→ **SELECTED EXTRACT**:
┌──

Cape Town City Centre

Cape Town is one of South Africa’s most historically important cities. It was here, in the Mother City, where the first European colonists set foot in South Africa – which also marked the beginning of the South African slave trade. It was home to perhaps the world’s most famous political prisoner – Nelson Mandela – who was held on the tiny Robben Island in Table Bay.

Here are a few of the landmark historical moments that make Cape Town the place it is today.

Table Mountain Rose From The Sea

Roughly 300 million years ago, during the Karoo Ice Age, Table Mountain wasn’t a mountain at all. It was at sea level—but what lay beneath was layers of sandstone set atop a granite base. Pressure from the underlying magma worked with the ice to harden the top layer, leaving the iconic flat slab we see today.

As the continents tore apart and collided, the city’s famous landmark was gradually forced to rise and it now stands a kilometre tall overlooking the bay.

Historical site - Table Mountain

Up-Up-Up The Mountain

Would you believe the Table Mountain Aerial Cableway is nearly a century old? Before then, the only way up the mountain was by foot and only the most adventurous—or foolhardy—had been to its summit. On 4 October 1929, after two years of difficult and dangerous work, the first Cable Car chugged its way to the top filled with excited and probably very nervous visitors. It’s been upgraded a number of times since, and today the trip to the top is smooth sailing.

└──

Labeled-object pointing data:
┌──

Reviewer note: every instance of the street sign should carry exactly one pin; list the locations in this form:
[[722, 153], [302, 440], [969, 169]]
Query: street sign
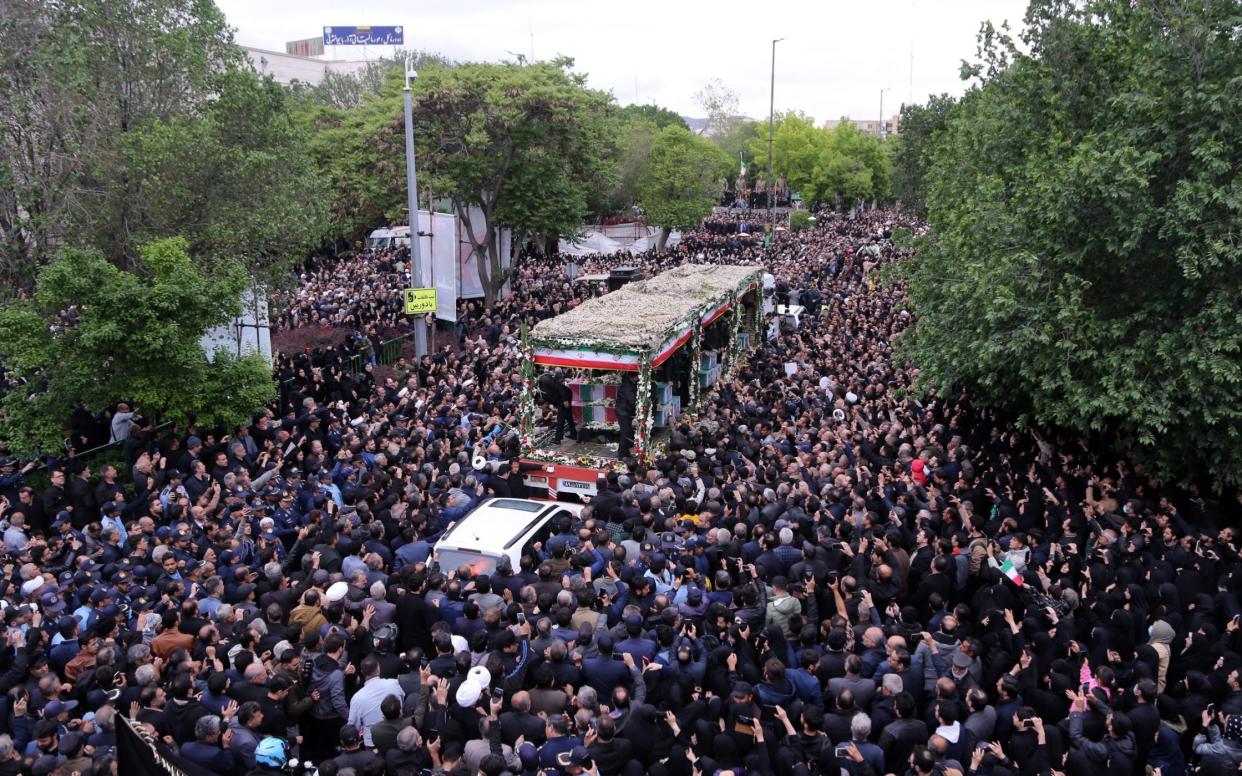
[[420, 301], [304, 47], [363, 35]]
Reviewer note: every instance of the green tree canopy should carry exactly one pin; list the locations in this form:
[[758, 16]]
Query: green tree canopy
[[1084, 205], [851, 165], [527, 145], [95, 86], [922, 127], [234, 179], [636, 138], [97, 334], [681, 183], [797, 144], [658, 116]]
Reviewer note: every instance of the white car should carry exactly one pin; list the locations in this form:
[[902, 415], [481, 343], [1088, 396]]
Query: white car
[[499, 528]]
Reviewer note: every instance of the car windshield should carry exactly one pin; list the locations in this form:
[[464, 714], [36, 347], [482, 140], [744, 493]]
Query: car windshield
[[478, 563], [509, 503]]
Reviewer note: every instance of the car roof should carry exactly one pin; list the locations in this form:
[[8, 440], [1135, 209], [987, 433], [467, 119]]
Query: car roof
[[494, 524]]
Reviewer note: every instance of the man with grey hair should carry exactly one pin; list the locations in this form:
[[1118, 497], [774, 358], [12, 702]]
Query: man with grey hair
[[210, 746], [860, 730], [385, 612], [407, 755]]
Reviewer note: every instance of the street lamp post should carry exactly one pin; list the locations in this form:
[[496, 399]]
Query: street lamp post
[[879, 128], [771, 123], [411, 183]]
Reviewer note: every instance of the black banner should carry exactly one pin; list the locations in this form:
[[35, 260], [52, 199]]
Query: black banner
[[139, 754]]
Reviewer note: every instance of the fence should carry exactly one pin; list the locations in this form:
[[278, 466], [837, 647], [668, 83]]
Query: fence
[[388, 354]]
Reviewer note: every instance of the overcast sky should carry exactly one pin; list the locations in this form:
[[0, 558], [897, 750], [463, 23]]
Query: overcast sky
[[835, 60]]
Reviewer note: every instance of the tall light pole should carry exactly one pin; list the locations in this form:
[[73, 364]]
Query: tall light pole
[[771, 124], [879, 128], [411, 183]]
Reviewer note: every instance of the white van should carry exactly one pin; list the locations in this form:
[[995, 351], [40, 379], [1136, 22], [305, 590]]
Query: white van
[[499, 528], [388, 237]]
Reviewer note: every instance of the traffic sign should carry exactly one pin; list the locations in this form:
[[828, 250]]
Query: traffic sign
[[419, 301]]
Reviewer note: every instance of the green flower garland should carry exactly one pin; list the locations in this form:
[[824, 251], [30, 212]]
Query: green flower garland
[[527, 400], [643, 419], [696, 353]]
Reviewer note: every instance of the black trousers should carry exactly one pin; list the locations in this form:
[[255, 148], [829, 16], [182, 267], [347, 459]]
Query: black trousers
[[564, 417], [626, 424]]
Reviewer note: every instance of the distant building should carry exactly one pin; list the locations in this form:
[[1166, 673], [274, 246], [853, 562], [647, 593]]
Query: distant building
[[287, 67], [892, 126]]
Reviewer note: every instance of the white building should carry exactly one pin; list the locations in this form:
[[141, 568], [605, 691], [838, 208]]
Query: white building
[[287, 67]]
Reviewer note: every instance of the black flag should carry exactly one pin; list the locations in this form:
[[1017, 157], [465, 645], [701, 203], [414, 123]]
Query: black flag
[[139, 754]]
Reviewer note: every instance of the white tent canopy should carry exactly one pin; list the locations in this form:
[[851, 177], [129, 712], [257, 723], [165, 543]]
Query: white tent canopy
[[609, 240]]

└──
┌──

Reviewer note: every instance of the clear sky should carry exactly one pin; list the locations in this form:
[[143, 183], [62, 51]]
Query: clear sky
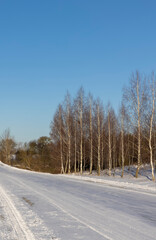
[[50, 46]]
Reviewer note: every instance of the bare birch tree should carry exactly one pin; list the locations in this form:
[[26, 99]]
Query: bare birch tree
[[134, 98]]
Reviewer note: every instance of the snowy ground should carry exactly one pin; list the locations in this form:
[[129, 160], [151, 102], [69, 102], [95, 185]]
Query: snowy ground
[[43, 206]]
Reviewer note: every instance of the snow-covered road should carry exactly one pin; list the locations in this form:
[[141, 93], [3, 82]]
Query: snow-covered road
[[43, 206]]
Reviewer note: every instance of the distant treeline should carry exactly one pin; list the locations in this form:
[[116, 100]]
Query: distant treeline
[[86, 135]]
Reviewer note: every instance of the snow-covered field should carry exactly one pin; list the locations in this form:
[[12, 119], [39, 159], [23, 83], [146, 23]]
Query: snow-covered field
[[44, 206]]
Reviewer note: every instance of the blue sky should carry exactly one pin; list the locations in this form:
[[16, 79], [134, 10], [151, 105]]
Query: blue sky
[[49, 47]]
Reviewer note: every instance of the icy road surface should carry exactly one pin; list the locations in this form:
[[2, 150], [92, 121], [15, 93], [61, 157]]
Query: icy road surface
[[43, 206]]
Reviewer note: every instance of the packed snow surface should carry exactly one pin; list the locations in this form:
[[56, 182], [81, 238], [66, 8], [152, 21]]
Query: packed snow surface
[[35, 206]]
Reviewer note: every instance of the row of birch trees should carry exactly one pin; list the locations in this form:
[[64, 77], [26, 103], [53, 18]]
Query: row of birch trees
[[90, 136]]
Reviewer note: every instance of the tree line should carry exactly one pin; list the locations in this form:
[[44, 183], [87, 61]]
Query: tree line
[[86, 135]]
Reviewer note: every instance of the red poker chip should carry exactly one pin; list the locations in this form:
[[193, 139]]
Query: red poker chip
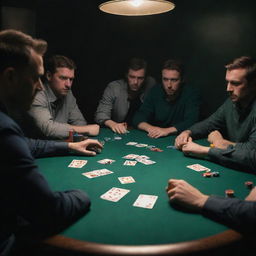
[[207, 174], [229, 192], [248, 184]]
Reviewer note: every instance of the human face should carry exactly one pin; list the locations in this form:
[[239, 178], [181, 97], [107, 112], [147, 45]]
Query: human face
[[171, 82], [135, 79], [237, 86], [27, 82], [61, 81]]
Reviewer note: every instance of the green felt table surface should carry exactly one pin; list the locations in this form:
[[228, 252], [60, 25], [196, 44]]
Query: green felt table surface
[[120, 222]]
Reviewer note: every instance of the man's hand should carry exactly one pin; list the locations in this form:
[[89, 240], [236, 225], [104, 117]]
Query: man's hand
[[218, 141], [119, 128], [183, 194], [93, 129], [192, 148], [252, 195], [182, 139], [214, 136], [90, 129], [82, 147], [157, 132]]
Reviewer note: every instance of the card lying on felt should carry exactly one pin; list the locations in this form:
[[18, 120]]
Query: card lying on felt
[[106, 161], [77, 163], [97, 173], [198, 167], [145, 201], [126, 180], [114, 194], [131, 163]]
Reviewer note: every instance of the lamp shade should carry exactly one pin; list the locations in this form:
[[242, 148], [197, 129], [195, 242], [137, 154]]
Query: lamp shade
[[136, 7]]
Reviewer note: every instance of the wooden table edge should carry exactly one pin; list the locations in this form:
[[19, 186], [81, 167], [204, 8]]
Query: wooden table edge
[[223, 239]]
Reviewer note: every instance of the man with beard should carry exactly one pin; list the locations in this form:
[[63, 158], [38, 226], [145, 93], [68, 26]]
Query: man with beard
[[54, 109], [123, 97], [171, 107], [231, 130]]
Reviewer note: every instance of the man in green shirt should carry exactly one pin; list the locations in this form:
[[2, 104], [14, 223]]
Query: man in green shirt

└──

→ **THE TASKS**:
1. According to the Cape Town passage, on what date did the first cable car make its way to the top of Table Mountain?
2. Reproduce the Cape Town passage verbatim, everything from "Cape Town City" down to "it is today.".

→ **ANSWERS GIVEN**:
1. 4 October 1929

2.
Cape Town City Centre

Cape Town is one of South Africa’s most historically important cities. It was here, in the Mother City, where the first European colonists set foot in South Africa – which also marked the beginning of the South African slave trade. It was home to perhaps the world’s most famous political prisoner – Nelson Mandela – who was held on the tiny Robben Island in Table Bay.

Here are a few of the landmark historical moments that make Cape Town the place it is today.